[Problem requirements]: Every entry below must appear again, exactly as written.

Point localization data
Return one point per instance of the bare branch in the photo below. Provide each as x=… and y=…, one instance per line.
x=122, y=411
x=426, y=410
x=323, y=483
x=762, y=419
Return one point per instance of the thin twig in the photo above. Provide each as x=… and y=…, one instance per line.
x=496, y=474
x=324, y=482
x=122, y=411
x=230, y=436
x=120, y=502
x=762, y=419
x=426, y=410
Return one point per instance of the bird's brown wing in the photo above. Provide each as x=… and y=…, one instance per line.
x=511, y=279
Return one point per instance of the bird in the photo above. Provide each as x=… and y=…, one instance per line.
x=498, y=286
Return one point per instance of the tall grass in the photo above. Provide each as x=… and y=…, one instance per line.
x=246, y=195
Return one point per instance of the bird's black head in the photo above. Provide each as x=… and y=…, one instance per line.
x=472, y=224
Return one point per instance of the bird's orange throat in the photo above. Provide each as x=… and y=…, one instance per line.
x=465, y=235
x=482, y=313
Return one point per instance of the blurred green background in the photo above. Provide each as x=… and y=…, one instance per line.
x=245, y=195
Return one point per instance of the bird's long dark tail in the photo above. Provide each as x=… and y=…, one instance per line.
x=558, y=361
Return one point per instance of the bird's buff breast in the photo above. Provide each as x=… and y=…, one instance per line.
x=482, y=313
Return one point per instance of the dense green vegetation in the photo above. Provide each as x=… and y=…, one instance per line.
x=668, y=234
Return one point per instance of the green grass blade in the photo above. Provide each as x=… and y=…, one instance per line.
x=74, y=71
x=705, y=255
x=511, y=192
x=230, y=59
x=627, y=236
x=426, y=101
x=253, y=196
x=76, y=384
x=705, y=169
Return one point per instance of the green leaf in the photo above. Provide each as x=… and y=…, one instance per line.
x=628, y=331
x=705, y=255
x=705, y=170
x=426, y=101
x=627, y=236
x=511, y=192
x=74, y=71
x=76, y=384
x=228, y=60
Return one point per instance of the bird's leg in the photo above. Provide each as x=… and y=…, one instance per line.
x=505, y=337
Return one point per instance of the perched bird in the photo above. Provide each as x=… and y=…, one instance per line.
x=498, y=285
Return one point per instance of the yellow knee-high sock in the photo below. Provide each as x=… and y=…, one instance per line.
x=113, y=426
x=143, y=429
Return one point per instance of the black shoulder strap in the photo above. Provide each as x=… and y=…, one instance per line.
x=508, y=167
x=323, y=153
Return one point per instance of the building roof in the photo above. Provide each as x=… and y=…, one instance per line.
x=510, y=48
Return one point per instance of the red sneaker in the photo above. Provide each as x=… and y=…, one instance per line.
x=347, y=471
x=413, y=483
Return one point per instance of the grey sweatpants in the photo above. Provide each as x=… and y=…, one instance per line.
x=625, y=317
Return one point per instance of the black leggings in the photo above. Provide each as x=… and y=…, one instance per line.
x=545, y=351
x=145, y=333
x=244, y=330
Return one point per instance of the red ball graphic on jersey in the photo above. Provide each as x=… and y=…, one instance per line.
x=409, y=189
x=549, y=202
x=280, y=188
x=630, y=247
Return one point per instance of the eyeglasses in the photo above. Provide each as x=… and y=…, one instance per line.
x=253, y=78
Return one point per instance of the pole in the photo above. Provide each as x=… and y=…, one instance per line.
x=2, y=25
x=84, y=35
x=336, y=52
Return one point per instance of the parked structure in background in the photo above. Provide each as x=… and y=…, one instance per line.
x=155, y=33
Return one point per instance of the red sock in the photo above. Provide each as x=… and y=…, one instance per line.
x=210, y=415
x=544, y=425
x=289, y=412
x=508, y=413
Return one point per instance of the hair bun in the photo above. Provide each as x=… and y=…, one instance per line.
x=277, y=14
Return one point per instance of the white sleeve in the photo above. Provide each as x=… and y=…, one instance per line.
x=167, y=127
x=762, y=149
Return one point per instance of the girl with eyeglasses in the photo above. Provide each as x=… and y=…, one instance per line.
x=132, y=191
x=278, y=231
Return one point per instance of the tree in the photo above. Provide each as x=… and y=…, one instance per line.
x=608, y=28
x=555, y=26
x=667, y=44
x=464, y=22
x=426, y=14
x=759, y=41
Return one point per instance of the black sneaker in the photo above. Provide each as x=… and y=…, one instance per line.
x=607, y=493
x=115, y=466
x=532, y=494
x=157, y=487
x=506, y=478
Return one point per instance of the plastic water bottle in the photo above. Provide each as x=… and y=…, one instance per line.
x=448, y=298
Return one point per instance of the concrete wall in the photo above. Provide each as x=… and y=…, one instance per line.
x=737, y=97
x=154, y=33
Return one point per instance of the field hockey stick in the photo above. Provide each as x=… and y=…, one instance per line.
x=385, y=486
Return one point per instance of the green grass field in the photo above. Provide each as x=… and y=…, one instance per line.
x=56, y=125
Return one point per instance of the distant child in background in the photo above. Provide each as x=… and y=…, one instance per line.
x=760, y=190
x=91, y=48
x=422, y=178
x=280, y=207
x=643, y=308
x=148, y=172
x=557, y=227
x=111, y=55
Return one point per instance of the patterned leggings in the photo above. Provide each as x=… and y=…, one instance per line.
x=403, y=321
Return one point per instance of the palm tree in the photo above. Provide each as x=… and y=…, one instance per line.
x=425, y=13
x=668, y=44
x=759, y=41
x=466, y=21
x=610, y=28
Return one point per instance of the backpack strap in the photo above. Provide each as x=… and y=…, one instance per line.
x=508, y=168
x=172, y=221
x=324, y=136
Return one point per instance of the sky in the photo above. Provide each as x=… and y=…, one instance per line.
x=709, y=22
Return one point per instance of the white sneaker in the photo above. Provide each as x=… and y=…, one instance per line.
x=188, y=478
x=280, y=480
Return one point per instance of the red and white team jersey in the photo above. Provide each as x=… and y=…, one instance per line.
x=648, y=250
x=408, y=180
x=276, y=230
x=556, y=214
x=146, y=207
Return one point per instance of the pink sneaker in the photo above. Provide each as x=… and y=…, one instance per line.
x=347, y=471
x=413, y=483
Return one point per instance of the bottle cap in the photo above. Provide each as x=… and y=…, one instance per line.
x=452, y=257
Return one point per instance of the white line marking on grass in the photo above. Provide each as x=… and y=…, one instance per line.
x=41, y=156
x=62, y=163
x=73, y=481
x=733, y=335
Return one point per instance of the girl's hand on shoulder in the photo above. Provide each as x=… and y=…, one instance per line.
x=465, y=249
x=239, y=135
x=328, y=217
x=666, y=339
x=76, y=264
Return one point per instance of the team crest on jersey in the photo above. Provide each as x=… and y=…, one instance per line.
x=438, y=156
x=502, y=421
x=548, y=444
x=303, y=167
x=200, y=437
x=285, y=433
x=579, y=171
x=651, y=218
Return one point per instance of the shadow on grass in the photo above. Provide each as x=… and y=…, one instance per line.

[Result for this exercise]:
Return one point per instance of the bare branch in the photo below. Provide each as x=… and y=…, one instance per line.
x=122, y=411
x=426, y=410
x=323, y=483
x=762, y=419
Return one point per instance of the thin twig in the photo above. Provide each as x=… and y=…, one instance per line.
x=496, y=474
x=324, y=482
x=122, y=411
x=230, y=436
x=120, y=502
x=762, y=419
x=426, y=410
Return one point per instance of the bird's brown wing in the photo above. Provide each as x=… and y=…, one instance per line.
x=511, y=279
Return one point per instance of the bird in the photo above. Provide each as x=… and y=…, one instance per line.
x=498, y=286
Return one point per instance of the tall grass in the photo above. Provide each as x=… and y=…, one instance per line.
x=246, y=195
Return one point per instance of the bird's black head in the photo above. Provide each as x=… and y=…, one instance per line.
x=472, y=224
Return one point per instance of the bird's orange throat in the photo above. Provide each as x=… and y=…, one instance per line.
x=465, y=235
x=482, y=313
Return one point per instance of the blurred green background in the photo above. Provide each as x=… and y=…, one instance per line.
x=245, y=195
Return one point per instance of the bird's long dark tail in the photo above. Provide each as x=… and y=…, one instance per line.
x=558, y=361
Return one point per instance of the bird's buff breast in the photo above. Provide each as x=… and y=…, one instance per line.
x=482, y=313
Return one point per instance of the dense green vegetation in the photo above. Provide each as x=… and y=…, one instance per line.
x=668, y=234
Return one point per instance of the green grass blade in the photo above. Provide each as x=… and y=…, one instance per line.
x=74, y=71
x=705, y=255
x=511, y=192
x=230, y=59
x=627, y=236
x=426, y=101
x=253, y=196
x=76, y=384
x=705, y=169
Return one point per instance of the green leaf in the photo above. Provide each as x=… and y=…, one instance per line.
x=628, y=331
x=705, y=255
x=705, y=170
x=426, y=101
x=627, y=236
x=511, y=192
x=74, y=71
x=76, y=384
x=228, y=60
Return one point per instance of the bird's leg in the photo above. Provide each as x=… and y=…, one instance per line.
x=505, y=337
Return one point per instance of the perched bird in the photo above. Provide each as x=… and y=…, one instance per line.
x=498, y=285
Return one point per instance of the yellow knee-high sock in the photo below. Provide each as x=… and y=…, one instance per line.
x=113, y=426
x=143, y=429
Return one point per instance of the black shoulder strap in the photo above. Provide each as x=… and y=…, one instance per line.
x=508, y=167
x=323, y=153
Return one point per instance of the building roof in the photo above. Provide each as x=… and y=…, one instance per line.
x=510, y=48
Return one point per instance of the red sneaker in the photo above. Provide each as x=… and y=…, one instance per line.
x=347, y=471
x=413, y=483
Return one point per instance of the grey sweatpants in the photo above. Provide each as x=… and y=…, one instance per line.
x=625, y=317
Return one point per instance of the black leggings in the photo above. Provide each as x=… and y=…, one instance per line.
x=545, y=351
x=145, y=333
x=244, y=330
Return one point per instance of the red ball graphic on jersey in the photo above. Provide each as x=… and y=…, one instance per line.
x=409, y=189
x=549, y=202
x=280, y=188
x=630, y=247
Return one point per instance of the eyeglasses in the photo above. Provide each as x=… and y=…, one instance per line.
x=253, y=78
Return one point per instance of the pole in the photo above. Provide each as x=… and y=…, one instance per line.
x=2, y=25
x=84, y=35
x=336, y=52
Return one point per instance of the parked structure in background in the photo above. Provide each as x=… and y=…, one instance per line.
x=155, y=33
Return one point per instance of the red sock in the photo above. Provide each as x=… and y=…, one instance per line.
x=210, y=415
x=544, y=425
x=289, y=412
x=508, y=413
Return one point per instance of the hair bun in the photo above. Provide each as x=… and y=…, one instance per line.
x=277, y=14
Return one point per instance of the white sleeve in the photo above. Provide each as x=… and y=…, one instance per line.
x=167, y=127
x=762, y=149
Return one point per instance of the girl with eyeglasses in the photo above. Provide each as x=… and y=…, one instance per line.
x=132, y=191
x=278, y=231
Return one point per instance of the tree in the photo above. Provide each as x=… and y=…, one instance per line.
x=608, y=28
x=555, y=26
x=667, y=44
x=464, y=22
x=426, y=14
x=759, y=41
Return one point per instance of the black sneaker in the photo above. Provide each as x=… and y=…, one instance per line.
x=607, y=493
x=115, y=466
x=532, y=494
x=157, y=487
x=506, y=478
Return one point per instance of the plastic water bottle in the photo above. Provide each as x=… and y=…, one instance per line.
x=448, y=298
Return one point per instance of the concrete wall in the photo above. Provide each as x=… and y=…, one instance per line.
x=737, y=97
x=154, y=33
Return one point per instance of the field hockey stick in the photo above. Provide each as x=… and y=…, one instance per line.
x=385, y=486
Return one point per instance of the green grass field in the photo above. Provide each as x=… and y=…, one instance per line.
x=56, y=125
Return one point per instance of the distant child in background in the photo above. Provide each as x=… and y=…, one instance per line.
x=760, y=190
x=91, y=48
x=422, y=178
x=280, y=207
x=643, y=308
x=148, y=172
x=557, y=227
x=111, y=55
Return one point per instance of the patterned leggings in the photo above. Provide each as x=… and y=…, one instance per line.
x=403, y=321
Return one point per instance of the palm tree in the photo above. Provide each as x=… and y=…, one instance per line.
x=425, y=13
x=668, y=44
x=759, y=41
x=466, y=21
x=610, y=28
Return one point per instance of the backpack strap in the photo above. Provide each as x=… and y=…, one instance per line.
x=508, y=168
x=172, y=221
x=324, y=136
Return one point per instance of the sky in the photo above. Provide each as x=… and y=…, one instance per line.
x=709, y=22
Return one point per instance of the white sneaker in the photo above. Provide each as x=… and y=…, one instance per line.
x=188, y=478
x=280, y=480
Return one point per instance of the red and white team jersey in the photo above. Provide each as x=… and y=…, one instance per line.
x=648, y=250
x=408, y=180
x=276, y=230
x=556, y=214
x=146, y=207
Return one point per instance of the pink sneaker in the photo above. Provide each as x=… and y=…, one instance per line.
x=347, y=471
x=413, y=483
Return one point per instance of the bottle cap in the photo above. Provide each as x=… and y=…, one instance per line.
x=452, y=257
Return one point per instance of the white line marking on grass in the photo above. Provide each as x=… and y=…, one instance per line.
x=41, y=156
x=62, y=163
x=73, y=481
x=733, y=335
Return one point per instance of the girl's hand on shoulder in the photo above. Provide each as x=… and y=…, one instance per line.
x=465, y=249
x=239, y=135
x=328, y=217
x=666, y=339
x=76, y=264
Return one point per instance of the team crest on jersey in the photo above. Provide each as x=… and y=…, one instance per line.
x=438, y=156
x=502, y=421
x=548, y=444
x=303, y=167
x=200, y=437
x=285, y=433
x=579, y=171
x=651, y=218
Return one point per instance of the shadow on grass in the photo above. Provide each as x=… and y=…, one instance per line.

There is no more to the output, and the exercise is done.